### The exercise
Copy out the stretch of the records from the line containing "jersey. Report pixel corners as JSON arrays." through the end of the records, unchanged.

+++

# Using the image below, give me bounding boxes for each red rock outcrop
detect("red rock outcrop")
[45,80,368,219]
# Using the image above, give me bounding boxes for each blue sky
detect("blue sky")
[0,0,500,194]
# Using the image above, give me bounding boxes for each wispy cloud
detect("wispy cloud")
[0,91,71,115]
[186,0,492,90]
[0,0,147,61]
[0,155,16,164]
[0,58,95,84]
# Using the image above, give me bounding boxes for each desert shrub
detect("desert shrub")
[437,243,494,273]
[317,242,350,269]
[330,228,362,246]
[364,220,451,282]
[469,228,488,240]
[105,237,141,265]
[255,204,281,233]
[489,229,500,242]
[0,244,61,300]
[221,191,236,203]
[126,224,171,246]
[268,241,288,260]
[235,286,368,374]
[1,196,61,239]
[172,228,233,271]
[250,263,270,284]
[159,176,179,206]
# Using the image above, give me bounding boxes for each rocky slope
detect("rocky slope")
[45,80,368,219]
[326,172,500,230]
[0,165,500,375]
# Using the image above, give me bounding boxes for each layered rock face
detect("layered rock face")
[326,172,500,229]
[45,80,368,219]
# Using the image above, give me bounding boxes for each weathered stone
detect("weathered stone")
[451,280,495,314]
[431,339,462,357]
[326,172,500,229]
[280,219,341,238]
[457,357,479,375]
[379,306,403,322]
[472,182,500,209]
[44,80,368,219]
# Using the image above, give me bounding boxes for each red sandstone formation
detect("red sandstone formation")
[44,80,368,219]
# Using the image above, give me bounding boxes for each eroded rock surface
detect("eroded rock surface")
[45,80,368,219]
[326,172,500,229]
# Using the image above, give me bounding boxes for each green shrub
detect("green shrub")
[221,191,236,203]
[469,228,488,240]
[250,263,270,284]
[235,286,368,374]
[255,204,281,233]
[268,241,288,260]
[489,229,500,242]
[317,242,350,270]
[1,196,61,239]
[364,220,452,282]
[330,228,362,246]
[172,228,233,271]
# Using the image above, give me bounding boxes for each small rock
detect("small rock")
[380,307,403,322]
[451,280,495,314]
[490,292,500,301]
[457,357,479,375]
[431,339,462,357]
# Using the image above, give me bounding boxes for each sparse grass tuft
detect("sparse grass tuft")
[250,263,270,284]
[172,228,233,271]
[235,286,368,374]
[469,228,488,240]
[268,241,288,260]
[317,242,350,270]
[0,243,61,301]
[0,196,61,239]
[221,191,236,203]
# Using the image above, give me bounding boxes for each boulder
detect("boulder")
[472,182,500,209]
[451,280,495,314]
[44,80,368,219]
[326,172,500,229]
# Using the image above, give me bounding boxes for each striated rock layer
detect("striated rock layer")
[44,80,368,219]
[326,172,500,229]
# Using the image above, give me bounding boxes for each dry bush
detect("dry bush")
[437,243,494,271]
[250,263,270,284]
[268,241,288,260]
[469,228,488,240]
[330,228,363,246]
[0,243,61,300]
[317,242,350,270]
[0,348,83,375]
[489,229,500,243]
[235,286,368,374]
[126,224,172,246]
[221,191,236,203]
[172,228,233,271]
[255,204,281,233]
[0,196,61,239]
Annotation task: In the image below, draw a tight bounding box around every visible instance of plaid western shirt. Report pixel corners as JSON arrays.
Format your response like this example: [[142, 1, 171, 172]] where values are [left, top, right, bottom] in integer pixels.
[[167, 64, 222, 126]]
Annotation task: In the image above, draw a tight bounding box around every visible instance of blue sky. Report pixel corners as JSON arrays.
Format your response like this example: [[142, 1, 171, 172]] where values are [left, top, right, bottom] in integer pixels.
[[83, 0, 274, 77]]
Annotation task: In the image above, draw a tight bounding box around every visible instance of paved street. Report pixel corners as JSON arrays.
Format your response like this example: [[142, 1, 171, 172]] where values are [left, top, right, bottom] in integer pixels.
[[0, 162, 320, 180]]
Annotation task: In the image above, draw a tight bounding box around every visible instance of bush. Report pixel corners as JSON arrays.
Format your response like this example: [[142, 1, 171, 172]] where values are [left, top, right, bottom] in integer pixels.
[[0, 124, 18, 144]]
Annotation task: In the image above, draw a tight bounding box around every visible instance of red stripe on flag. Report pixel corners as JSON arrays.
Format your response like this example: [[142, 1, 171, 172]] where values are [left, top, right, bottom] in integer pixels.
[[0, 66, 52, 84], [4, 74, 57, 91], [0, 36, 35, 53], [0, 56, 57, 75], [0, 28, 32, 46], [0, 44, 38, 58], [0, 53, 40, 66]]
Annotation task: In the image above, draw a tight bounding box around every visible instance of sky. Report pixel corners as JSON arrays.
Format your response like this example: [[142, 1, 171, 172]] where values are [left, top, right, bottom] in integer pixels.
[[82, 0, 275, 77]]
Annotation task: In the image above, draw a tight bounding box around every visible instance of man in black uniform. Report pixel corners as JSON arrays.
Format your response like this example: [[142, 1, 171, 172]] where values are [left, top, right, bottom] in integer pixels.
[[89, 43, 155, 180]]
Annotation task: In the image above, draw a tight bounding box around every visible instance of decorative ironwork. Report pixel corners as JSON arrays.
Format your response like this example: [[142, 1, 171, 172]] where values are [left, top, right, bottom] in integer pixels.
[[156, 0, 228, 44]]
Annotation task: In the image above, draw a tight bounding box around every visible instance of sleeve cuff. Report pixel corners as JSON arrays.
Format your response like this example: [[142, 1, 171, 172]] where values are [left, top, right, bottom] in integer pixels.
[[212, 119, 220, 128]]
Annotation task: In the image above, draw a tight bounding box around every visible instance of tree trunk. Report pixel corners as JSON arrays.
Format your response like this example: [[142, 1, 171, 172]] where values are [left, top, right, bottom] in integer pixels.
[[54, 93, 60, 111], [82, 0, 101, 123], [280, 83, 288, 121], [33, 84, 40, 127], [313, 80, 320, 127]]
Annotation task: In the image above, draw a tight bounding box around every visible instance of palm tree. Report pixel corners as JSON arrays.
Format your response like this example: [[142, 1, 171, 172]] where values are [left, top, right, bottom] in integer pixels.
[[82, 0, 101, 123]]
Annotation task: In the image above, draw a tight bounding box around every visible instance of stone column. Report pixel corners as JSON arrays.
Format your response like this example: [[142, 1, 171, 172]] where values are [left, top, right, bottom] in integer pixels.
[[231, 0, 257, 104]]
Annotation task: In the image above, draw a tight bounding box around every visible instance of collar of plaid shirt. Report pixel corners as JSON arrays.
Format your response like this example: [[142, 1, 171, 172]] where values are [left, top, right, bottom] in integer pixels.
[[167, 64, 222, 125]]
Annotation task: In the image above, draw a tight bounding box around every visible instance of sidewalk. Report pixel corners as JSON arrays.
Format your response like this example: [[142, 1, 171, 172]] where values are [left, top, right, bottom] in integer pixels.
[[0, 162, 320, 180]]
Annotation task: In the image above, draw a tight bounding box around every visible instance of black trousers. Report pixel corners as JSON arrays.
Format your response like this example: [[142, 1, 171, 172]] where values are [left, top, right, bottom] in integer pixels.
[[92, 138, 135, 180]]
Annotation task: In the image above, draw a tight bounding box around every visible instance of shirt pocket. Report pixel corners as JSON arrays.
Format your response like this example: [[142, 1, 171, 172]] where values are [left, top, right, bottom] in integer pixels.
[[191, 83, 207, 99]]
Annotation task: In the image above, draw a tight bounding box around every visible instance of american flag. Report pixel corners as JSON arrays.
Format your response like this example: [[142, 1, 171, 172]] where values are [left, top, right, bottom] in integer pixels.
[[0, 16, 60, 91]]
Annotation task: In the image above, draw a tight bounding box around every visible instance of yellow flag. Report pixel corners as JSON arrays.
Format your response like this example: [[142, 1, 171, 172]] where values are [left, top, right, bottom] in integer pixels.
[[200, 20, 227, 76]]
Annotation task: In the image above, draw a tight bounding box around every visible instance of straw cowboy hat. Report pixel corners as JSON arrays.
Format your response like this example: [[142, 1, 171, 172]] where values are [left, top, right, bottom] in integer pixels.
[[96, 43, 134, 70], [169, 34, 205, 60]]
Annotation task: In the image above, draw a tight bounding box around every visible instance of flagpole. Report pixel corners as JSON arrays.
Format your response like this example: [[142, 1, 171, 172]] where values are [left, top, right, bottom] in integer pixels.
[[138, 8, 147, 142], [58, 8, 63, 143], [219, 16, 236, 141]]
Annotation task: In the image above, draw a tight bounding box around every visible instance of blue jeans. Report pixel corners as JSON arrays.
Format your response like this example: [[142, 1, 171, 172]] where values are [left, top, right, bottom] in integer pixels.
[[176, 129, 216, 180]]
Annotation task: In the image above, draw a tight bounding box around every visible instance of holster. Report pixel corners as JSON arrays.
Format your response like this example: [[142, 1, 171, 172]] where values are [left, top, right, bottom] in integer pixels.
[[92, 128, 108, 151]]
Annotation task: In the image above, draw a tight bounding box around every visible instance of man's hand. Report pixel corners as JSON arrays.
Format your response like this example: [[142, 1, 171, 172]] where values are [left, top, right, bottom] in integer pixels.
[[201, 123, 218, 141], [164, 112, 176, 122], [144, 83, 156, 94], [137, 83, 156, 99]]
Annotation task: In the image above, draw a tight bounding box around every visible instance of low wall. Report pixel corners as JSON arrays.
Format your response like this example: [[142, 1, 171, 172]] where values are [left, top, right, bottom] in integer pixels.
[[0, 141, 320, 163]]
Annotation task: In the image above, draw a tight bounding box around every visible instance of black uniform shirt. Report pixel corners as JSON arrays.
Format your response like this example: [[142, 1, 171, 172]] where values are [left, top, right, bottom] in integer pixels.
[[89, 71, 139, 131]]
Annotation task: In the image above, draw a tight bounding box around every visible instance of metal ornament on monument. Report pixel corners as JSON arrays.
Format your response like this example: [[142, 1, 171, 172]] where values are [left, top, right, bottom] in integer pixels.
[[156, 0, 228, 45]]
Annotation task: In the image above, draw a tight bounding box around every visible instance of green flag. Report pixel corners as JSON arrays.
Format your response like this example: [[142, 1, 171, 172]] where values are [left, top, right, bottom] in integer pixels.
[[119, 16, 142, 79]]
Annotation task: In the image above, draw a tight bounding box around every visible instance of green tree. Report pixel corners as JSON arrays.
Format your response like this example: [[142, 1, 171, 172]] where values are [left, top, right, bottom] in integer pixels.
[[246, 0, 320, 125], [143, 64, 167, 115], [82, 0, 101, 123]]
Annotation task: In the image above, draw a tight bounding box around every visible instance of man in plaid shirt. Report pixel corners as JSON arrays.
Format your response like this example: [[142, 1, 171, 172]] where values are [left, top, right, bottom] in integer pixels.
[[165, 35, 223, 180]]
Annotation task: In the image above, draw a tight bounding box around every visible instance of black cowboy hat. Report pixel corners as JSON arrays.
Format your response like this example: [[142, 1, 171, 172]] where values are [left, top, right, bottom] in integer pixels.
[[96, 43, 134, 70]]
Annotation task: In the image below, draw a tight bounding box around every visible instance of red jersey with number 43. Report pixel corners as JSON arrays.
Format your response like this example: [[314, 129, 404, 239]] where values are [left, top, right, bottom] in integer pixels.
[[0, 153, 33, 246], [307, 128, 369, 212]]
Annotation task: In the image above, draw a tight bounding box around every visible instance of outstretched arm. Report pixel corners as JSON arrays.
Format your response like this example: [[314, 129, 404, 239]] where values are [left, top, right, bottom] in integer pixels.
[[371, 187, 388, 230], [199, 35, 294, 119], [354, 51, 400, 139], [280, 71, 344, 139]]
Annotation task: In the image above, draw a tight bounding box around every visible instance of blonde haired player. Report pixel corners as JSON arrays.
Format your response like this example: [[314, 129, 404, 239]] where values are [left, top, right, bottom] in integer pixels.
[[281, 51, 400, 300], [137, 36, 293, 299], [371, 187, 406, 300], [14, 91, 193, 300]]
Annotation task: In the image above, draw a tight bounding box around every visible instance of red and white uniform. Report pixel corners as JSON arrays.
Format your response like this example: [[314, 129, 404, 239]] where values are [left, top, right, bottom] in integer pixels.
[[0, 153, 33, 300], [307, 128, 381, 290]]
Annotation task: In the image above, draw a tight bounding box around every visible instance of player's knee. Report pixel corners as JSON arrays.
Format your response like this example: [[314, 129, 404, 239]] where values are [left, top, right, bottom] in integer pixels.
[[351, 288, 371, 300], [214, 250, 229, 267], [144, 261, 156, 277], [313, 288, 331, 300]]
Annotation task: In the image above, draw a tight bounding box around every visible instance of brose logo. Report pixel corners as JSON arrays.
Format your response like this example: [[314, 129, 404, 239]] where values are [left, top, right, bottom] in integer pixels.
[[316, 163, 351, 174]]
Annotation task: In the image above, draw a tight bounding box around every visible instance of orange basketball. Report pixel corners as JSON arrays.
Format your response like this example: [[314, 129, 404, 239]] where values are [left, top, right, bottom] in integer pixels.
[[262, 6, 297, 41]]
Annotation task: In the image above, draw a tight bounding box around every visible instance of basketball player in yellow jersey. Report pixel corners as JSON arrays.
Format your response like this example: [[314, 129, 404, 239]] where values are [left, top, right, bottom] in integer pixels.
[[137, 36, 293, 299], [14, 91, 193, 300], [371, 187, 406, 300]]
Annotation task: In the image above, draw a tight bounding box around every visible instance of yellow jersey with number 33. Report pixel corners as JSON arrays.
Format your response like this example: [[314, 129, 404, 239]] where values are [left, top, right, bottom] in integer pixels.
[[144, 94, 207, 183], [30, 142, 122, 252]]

+++

### Finished task
Annotation task: In the image above, draw a tight bounding box around every visible instance of basketball player in yellow jersey. Report pixel corners as JSON arrays.
Format your response like this example: [[314, 129, 404, 239]] where values are [left, top, right, bottom] in integer pixels.
[[137, 36, 293, 299], [14, 91, 193, 300], [371, 187, 406, 300]]
Annotation task: In the image above, draw a tight bounding box around every visible instance of yellow jersey with number 33. Report pixel corners as JSON arrays.
Format your response like this example: [[314, 129, 404, 239]] where values are [left, top, right, bottom] in integer pixels.
[[144, 94, 207, 183], [30, 142, 122, 252]]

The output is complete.